Есть удивительное сходство между тем, каким образом боги разговаривают в "Илиаде", и тем, как многие из нас слышат голоса. Они разговаривают, угрожают, проклинают, советуют, предостерегают, утешают, высмеивают, приказывают, предсказывают. Они кричат, скулят и глумятся. Они могут переходить от шепота к визгу. Часто у них бывают такие странности, как говорить очень медленно или ритмично.
Богам в "Илиаде" всегда подчинялись. Подобным же образом многие из нас подчиняются своим голосам, a Jaynes предлагает несколько возможных объяснений этого повиновения голосам или богам. Когда вы хотите понять того, кто говорит с вами, вы должны мысленно идентифицировать себя с ним, поставить себя на его место. Когда вам адресуется приказание, эта идентификация становится повиновением. Вы можете избежать этого подчинения только если между вами и говорящим есть реальная дистанция и вы критичны по отношению к говорящему. Боги в "Илиаде" были в более тесном контакте с тем, кого это касалось, чем сам индивидуум со своим "Я". Богам в особенности покорялись потому, что индивидуум не относился к ним критически: боги были всегда всеведущими и всемогущими.
В этом отношении Jaynes предлагает в своей книге очень специальную дискуссию о функциях двух полушарий мозга. Здесь следует только отметить, что правая половина мозга ответственна за слышание голосов, и что оба полушария могут функционировать независимо друг от друга, в точности как отношение бог человек в бикамеральные времена. Мозг может подвергаться влиянию окружения и видоизменяться от бикамеральной природы до состояния сознания.
Jaynes прослеживает историю слышания голосов в эволюции человека. Он говорит, что язык вначале возник в виде невольных выкриков в ответ на угрозы; скоро выкрики стали применяться внутри группы людей их лидером для предупреждения об опасности. Затем появились специальные слова, которые применялись лидером для назначения задания членам группы. Поскольку эти задания становились все более сложными, соответственно развивается сам индивидуум, и люди начинают галлюцинировать голосом лидера, отдающего приказания.
···
* **ЦЕЛЬ ЗАДАНИЯ**
Продолжите, пожалуйста, текст о слышании голосов, начиная сразу после его последнего предложения. Строки здесь никак не используются.

* **ИСХОДНЫЕ ДАННЫЕ**
···
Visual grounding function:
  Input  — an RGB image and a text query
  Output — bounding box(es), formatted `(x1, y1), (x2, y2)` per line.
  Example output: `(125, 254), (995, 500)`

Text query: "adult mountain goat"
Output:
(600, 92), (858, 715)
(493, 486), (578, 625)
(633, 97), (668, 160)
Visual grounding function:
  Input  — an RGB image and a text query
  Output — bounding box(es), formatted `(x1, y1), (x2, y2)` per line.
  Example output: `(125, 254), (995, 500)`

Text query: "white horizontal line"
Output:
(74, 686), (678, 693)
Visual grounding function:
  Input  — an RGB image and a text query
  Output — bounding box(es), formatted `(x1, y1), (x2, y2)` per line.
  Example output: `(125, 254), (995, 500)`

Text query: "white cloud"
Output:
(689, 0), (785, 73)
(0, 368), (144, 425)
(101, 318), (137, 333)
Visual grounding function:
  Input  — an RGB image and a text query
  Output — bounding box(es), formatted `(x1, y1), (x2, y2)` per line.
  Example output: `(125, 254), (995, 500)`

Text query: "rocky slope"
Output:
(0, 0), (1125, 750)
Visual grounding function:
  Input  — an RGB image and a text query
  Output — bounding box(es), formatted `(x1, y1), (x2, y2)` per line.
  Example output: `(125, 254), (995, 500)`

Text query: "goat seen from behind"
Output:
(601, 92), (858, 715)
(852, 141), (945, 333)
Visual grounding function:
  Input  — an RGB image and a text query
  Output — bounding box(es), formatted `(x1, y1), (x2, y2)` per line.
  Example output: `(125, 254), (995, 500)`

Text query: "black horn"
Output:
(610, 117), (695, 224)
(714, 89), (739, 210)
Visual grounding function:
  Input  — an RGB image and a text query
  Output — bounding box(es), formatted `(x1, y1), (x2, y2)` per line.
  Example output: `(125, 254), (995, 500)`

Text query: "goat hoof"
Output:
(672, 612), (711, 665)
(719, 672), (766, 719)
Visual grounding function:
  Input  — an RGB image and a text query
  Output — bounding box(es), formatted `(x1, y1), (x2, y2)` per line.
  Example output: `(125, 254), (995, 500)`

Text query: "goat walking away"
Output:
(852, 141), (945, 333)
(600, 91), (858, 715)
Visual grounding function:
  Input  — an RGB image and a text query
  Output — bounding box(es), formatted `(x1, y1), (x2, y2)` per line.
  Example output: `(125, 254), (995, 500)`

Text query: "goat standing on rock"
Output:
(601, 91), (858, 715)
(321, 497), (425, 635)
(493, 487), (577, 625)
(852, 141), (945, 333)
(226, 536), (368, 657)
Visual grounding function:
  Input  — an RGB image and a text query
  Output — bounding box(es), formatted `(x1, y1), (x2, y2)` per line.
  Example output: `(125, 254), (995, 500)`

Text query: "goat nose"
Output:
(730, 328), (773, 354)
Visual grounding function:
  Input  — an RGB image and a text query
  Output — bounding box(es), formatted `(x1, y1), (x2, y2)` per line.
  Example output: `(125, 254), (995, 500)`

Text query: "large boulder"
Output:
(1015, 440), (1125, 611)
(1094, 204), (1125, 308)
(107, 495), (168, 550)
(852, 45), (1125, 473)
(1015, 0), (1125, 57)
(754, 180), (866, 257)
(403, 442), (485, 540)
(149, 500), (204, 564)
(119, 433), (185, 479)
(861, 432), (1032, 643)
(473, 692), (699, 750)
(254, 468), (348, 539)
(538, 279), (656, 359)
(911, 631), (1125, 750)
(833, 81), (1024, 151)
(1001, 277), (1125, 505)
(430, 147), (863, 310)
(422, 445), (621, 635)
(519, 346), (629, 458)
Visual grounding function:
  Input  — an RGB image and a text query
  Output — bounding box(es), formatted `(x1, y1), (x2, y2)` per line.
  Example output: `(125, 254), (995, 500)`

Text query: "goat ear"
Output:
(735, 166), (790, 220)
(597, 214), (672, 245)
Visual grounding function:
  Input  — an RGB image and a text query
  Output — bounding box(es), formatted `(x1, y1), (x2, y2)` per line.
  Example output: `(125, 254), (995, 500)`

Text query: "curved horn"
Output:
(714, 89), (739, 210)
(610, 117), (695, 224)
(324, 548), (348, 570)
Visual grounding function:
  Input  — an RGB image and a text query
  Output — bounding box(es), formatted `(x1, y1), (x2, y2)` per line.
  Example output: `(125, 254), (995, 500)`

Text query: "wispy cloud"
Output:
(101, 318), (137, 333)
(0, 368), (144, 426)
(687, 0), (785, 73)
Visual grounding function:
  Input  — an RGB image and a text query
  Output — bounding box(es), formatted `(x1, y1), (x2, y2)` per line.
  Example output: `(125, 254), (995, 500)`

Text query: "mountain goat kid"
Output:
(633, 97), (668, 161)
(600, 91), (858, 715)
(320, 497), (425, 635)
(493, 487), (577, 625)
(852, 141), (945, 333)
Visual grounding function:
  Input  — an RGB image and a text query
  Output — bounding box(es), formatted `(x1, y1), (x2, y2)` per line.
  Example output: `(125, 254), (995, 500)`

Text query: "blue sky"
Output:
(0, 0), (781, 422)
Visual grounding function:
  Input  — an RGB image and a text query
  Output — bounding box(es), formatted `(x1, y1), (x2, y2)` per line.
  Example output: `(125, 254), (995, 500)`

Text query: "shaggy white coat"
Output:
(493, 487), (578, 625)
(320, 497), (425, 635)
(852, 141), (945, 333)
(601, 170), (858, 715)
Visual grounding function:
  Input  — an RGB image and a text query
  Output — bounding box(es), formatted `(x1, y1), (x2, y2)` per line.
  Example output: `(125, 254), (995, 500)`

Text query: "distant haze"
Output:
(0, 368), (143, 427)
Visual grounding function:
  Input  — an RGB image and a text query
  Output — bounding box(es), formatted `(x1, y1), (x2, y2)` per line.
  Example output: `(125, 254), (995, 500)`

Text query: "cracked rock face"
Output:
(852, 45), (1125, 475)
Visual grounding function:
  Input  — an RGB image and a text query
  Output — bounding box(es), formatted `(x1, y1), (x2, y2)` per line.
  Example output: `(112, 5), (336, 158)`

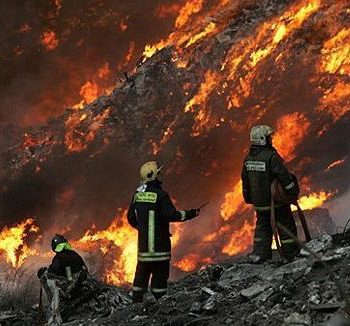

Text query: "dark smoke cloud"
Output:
(0, 0), (184, 126)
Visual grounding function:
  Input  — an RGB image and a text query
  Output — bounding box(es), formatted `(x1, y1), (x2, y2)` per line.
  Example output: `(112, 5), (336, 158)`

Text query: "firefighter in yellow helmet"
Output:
(242, 125), (299, 261)
(127, 161), (199, 302)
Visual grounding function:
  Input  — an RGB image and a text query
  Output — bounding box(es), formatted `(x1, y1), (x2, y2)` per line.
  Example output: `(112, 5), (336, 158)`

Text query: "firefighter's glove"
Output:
(36, 267), (47, 278)
(186, 208), (199, 220)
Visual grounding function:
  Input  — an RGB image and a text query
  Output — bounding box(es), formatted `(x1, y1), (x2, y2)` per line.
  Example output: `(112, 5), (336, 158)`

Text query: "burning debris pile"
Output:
(0, 0), (350, 300)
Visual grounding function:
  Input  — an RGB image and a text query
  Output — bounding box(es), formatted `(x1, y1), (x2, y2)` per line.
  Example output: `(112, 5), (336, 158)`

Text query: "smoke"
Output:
(0, 0), (184, 126)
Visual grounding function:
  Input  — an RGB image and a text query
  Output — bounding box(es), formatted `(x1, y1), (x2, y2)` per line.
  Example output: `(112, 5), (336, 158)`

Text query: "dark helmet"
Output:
(51, 234), (68, 251)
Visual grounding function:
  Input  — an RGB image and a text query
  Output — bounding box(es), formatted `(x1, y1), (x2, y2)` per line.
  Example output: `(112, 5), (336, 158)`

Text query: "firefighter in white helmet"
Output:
(242, 125), (299, 261)
(127, 161), (199, 302)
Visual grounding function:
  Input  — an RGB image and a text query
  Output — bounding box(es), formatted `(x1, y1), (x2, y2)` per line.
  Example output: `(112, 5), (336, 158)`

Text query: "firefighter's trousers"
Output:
(132, 260), (170, 302)
(254, 205), (300, 259)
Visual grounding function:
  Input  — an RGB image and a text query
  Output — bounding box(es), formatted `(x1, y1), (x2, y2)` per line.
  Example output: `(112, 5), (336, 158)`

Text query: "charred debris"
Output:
(0, 231), (350, 326)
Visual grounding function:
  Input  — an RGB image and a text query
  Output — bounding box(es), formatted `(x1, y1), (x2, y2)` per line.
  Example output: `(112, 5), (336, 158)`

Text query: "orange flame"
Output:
(79, 210), (137, 284)
(173, 254), (200, 272)
(222, 221), (255, 256)
(65, 108), (111, 152)
(221, 180), (247, 221)
(0, 218), (39, 268)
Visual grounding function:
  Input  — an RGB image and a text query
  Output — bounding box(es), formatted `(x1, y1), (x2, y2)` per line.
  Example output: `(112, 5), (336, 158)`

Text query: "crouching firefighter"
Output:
(37, 234), (88, 325)
(242, 125), (299, 261)
(127, 161), (200, 303)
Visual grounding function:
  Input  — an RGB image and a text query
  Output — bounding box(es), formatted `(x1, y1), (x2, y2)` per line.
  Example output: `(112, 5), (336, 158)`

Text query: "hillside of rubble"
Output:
(0, 231), (350, 326)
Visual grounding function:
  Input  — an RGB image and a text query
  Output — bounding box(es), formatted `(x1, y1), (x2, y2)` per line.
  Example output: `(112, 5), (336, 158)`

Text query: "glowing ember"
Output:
(79, 210), (137, 284)
(320, 28), (350, 75)
(175, 0), (204, 29)
(222, 221), (255, 256)
(325, 160), (345, 172)
(173, 254), (200, 272)
(292, 191), (332, 211)
(41, 31), (58, 50)
(0, 218), (39, 268)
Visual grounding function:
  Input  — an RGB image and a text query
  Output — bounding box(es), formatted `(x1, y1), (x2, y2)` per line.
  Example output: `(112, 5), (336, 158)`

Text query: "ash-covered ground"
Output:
(0, 220), (350, 326)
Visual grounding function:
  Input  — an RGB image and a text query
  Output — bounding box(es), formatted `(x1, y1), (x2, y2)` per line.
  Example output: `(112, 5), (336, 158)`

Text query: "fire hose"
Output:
(271, 179), (311, 257)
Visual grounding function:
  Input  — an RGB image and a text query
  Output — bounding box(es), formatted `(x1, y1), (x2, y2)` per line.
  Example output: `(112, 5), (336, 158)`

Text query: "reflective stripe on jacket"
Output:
(127, 180), (189, 262)
(242, 146), (296, 211)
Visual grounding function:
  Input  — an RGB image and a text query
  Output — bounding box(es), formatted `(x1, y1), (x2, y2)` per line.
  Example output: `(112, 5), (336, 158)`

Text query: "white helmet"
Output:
(250, 125), (274, 146)
(140, 161), (163, 184)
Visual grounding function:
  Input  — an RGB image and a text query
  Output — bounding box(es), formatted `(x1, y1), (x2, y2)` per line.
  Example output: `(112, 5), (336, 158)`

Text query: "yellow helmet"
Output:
(250, 125), (274, 146)
(140, 161), (163, 183)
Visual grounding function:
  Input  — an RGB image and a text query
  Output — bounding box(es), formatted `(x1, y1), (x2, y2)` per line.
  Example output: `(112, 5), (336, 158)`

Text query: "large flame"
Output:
(0, 0), (350, 284)
(0, 218), (39, 268)
(78, 210), (137, 284)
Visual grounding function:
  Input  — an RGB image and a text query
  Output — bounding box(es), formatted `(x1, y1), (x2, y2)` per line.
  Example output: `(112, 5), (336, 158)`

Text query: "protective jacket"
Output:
(242, 145), (299, 211)
(127, 179), (196, 262)
(48, 249), (87, 280)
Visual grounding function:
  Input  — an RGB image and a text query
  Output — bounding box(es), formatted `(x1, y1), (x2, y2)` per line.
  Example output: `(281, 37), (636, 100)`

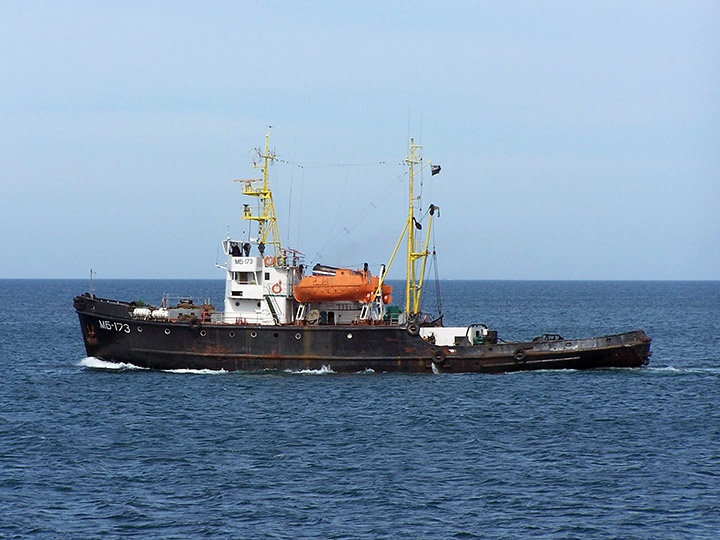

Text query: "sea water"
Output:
(0, 280), (720, 539)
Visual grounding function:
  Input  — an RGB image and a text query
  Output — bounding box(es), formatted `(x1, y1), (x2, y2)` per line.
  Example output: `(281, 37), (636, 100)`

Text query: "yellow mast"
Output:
(235, 126), (283, 264)
(375, 139), (440, 316)
(405, 139), (435, 315)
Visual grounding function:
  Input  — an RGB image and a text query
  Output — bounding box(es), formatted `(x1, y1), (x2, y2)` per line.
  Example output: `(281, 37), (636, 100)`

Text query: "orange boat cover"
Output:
···
* **РЕЗУЛЬТАТ ЗАДАНИЯ**
С ростом общины до 100 человек появляется вождь, чей голос слышен всей общине. Когда такой вождь умирает, его народ продолжает слышать его голос, и он возвышается до статуса Бога. Таким образом человечество создало своих богов. Храмы и статуи строятся на месте захоронения умершего властителя. Поселения растут, и бикамеральный разум с его способностью слышать голоса необходим для поддержания социального контроля. Египтяне обращались со своими наиболее выдающимися умершими так, как если бы они были живы, потому что община все еще слышала их голоса. Были найдены храмы и гробницы, датируемые 7000 лет до н.э. В Турции были обнаружены картины, созданные за 1250 лет до н.э., изображающие длинный ряд богов; это иллюстрирует, как тесно были связаны боги между собой.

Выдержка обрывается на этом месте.